● Short problem:
Render the rows below as a numbered list, skipping blank lines and leaving the pictures out.

● Listed records:
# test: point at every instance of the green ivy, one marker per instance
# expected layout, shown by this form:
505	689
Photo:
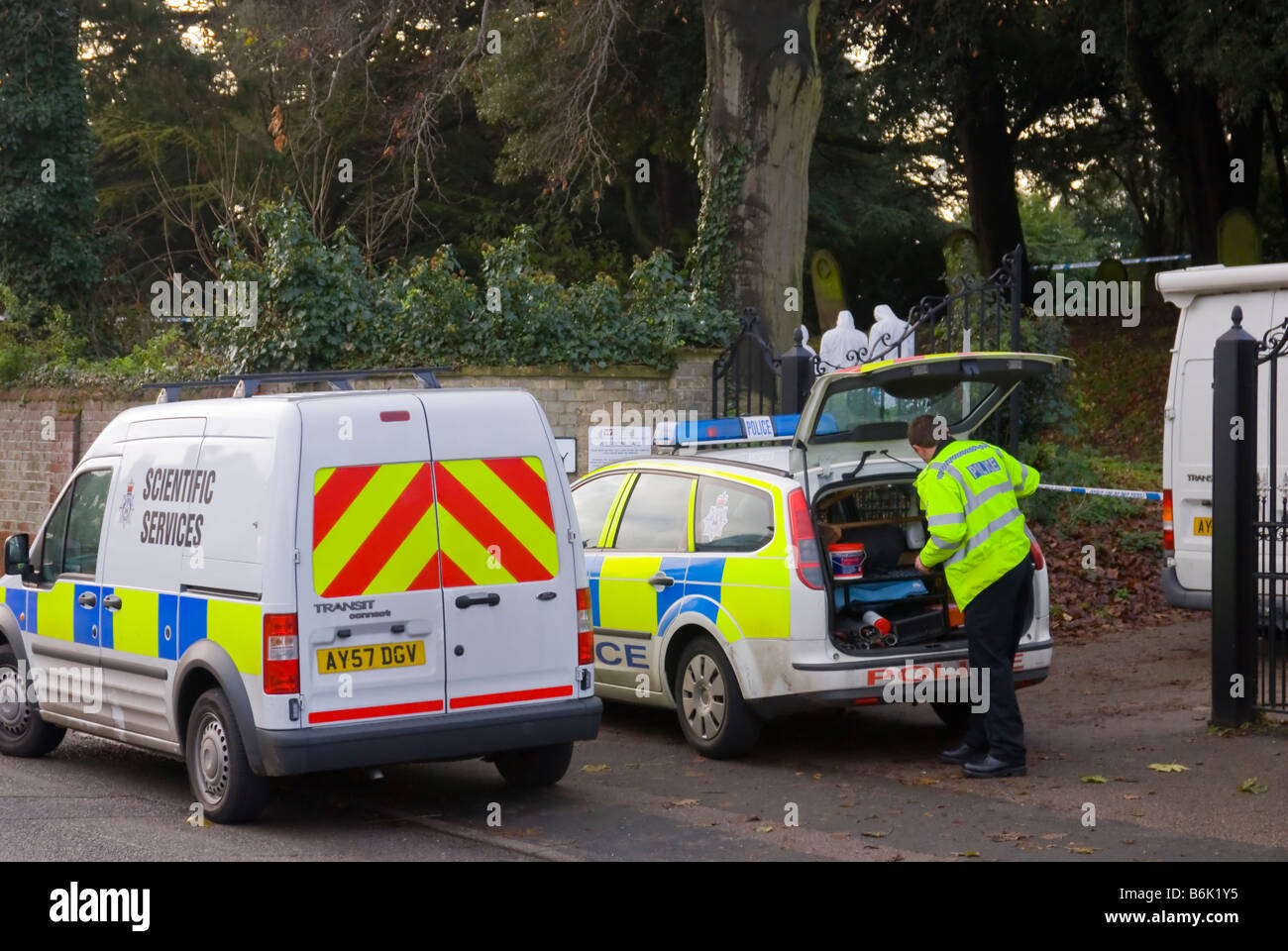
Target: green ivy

● Task response:
1. # test: point at every instance of the green ivy, one marker per instance
2. # expected layout, shown by this form:
3. 505	689
4. Photo:
5. Target: green ivy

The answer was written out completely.